• _Goal_: Reproduce the lines below word for word, beginning at the line that contains "Please identify the scaffolding" and continuing through the last line.

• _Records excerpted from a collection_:
════════════════

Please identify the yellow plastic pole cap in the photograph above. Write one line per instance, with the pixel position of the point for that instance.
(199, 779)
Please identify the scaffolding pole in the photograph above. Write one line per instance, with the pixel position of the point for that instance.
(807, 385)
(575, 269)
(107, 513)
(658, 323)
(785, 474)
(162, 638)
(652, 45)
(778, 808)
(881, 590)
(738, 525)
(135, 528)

════════════════

• _Complete output_:
Please identify the scaffolding pole in the photograph above. Write one line per instance, with the pixel position of the point for that instance.
(807, 385)
(575, 269)
(107, 513)
(658, 323)
(785, 474)
(162, 638)
(652, 45)
(778, 808)
(881, 590)
(738, 525)
(135, 528)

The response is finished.